### Text segment
We brought you home full of joy, though Merlin was a bit rude initially, after he realized he would have to share his mom. But he was clearly smitten by you first and foremost, as was I and he quickly became your partner in crime, trashing anything that fell into the path of tandem puppies at play!

I felt like I had found my yin and yang, with my black puppy and my white puppy. Out world was sweet and special.

You were initially not thrilled when we started fostering Dobermans, after Ladybug, our first foster girl, tried hanging her head over your back as a greeting gesture! But you made your position as princess clear, without bloodshed, maintaining your regal stature that you presented so appropriately.

Then came a handful of puppies to foster and you avoided them deftly while your partner in crime reveled in their attention, without slightly you in the affection department. But as days went, you seemed to choose a puppy to bestow your grace on and the decision to keep Siri became clear. She was the first and only puppy that you ever showed an interest in.

Fast forward when Trent came as an emergency foster pup, just thirteen months old, with a sad history that spanned seven of those months. You welcomed him with open paws and taught him how to play. It was a joy to watch you chase him and him you and the way that he admired you.

Then came Damon and you were so gentle with his needs. You never asked more than he could give.

You charmed the Therapy Dog testers into urging me to certify you. Charm came so easily to you, making even a grumpy dog hater smile at how beautiful you were with such a happy grin you wore so often. You wore your yellow therapy dog tag so proudly and brought smiles to the faces of mom’s nursing home staff at the time.

You had such sweet traits that made us laugh and smile. The joy you viewed meals with was contagious. Asking you if you wanted to eat would result in the cutest dance from you, with a huge grin on your face. You spent your days smiling and making my life so much better for seeing that smile.

You took such good care of Siri and Trent, trusting Merlin to take good care of you. You were tolerant with Trent’s grooming you and Siri watching nervously over you as you started aging too much for us to ignore.

Saved entries
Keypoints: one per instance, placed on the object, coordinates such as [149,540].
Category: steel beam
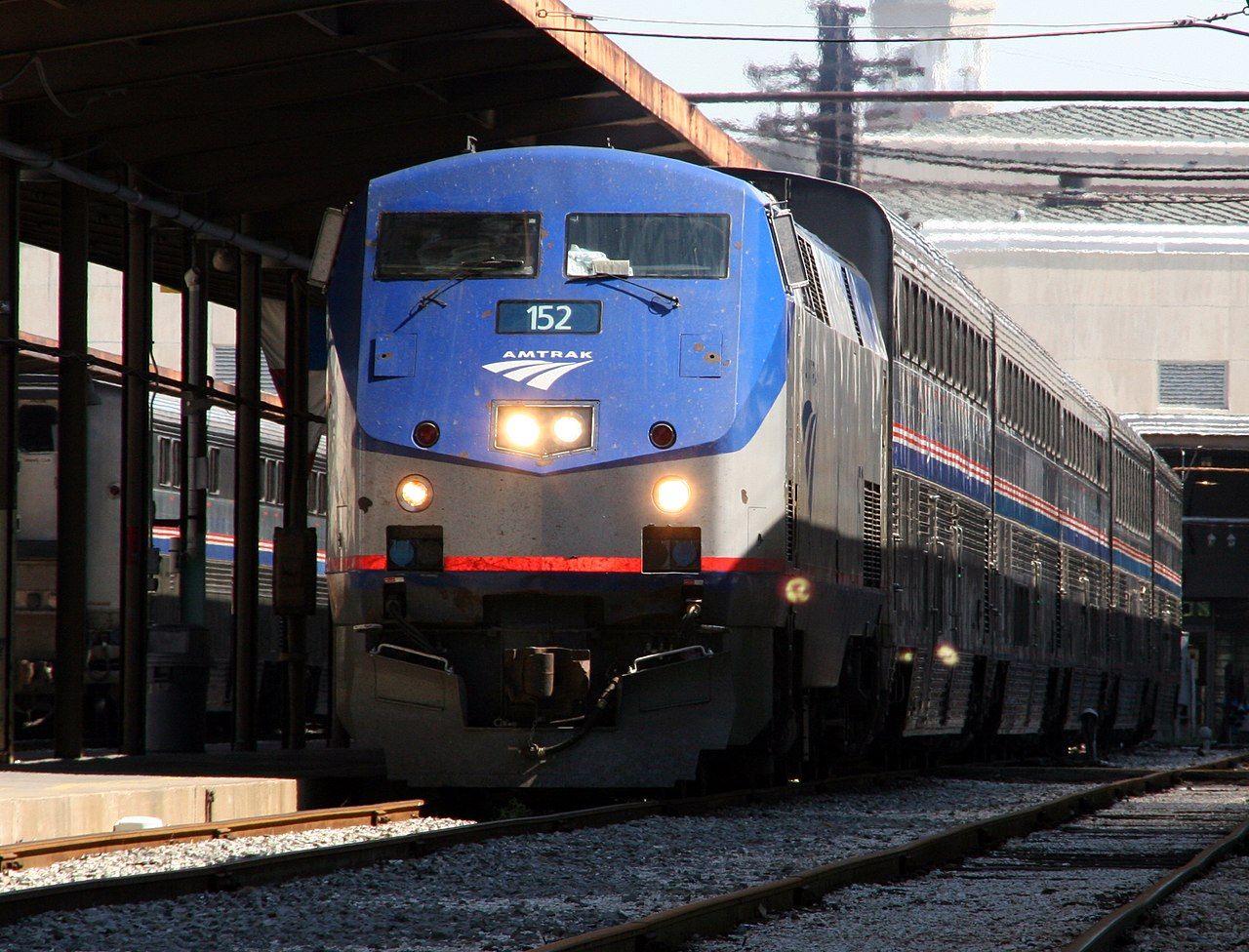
[246,569]
[192,498]
[71,476]
[8,446]
[137,497]
[295,516]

### Task prompt
Edit the part of the tribute starting with "Then came a" and going on through "an interest in.", replacing "grace" with "favor".

### Exercise response
Then came a handful of puppies to foster and you avoided them deftly while your partner in crime reveled in their attention, without slightly you in the affection department. But as days went, you seemed to choose a puppy to bestow your favor on and the decision to keep Siri became clear. She was the first and only puppy that you ever showed an interest in.